→ **TEXT EXCERPT**
****************
After quantifying serum-induced cell cycle progression, we then examined the cell cycle arrest caused by NGF addition. Representative traces of cells imaged for the 24-61 hour span post-NGF addition illustrate the increased time spent in G1 phase and the resulting decrease in division (Fig. 3D). Only two of the cells imaged from 0-37 and 24-61 hours post-NGF treatment proceeded from M phase through G1 to S phase; ten cells that where in G1 phase at the beginning of the imaging proceeded into S phase though many had an extended G1 phase. The majority of the NGF-treated cells spent the entire 37 hours of imaging in G1 or entered but did not exit G1 phase (Fig. 3D, traces 1, 3 and 5). In the 0-37 and 24-61 hour post-NGF treatment samples, only two cells arrested in G2 (Fig. 3D, trace 4), one cell arrested in S, and no cells arrested in M phase. The cell cycle arrest in G1 phase that occurred after NGF addition limited the number of cells that completed one or more phases, so phase durations for these cells could not be determined (Table 1).
****************
→ **STUDY QUESTIONS**
a) According to the text on NGF-induced cell cycle arrest, why could phase durations not be determined for the NGF-treated cells? Answer in one to three sentences.
b) Carry on the text about NGF-induced cell cycle arrest from its final sentence.
The items that come next have no connection to the text on NGF-induced cell cycle arrest.

Records taken from a dataset:
****************
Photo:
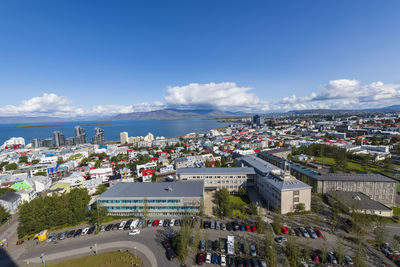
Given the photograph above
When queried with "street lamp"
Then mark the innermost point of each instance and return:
(43, 260)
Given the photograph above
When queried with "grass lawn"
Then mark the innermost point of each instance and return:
(120, 259)
(396, 210)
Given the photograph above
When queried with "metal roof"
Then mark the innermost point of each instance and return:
(358, 200)
(214, 171)
(164, 189)
(357, 177)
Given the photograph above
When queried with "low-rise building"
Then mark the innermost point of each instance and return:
(159, 199)
(217, 178)
(360, 202)
(10, 201)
****************
→ **ANSWERS PROVIDED**
a) The arrest in G1 phase that followed NGF addition limited the number of cells that completed one or more phases. Because so few cells finished a phase, their phase durations could not be determined.

b)
In order to analyze this G1 phase arrest phenotype, we calculated the fraction of time cells in the serum and NGF treatments spent in each of the cell cycle phases (Fig. 3E and F). Compared to cells treated with serum, there was a significant increase in the fraction of time NGF-treated cells spent in G1 phase and a parallel reduction of time spent in S phase. Cells imaged in the first 37 hours post-NGF addition (Fig. 3E) were in G1 phase for 80% of the time (compared with 66% of the serum-treated cells). The G1 arrest becomes even more apparent in the cells imaged from hours 24-61 post-NGF addition (Fig. 3F) where 88% of the time cells are in G1 phase (compared with 61% of the serum-treated cells). Together with the G1 phase arrest data shown in single cell traces (Fig. 3D), we propose that addition of NGF reduces the probability of cells exiting G1 phase, though exit from S phase and entry into and exit from G2 and M phases of cells treated with NGF is comparable to serum-treated cells. Cells in G1 phase at the time of NGF exposure rarely proceeded into S phase, but cells in S, G2 or M phases at the time of NGF exposure, proceed with their cell cycles through division and arrest in the subsequent G1 phase. Thus, NGF triggers a robust and nearly immediate G1 phase arrest in PC12 cells.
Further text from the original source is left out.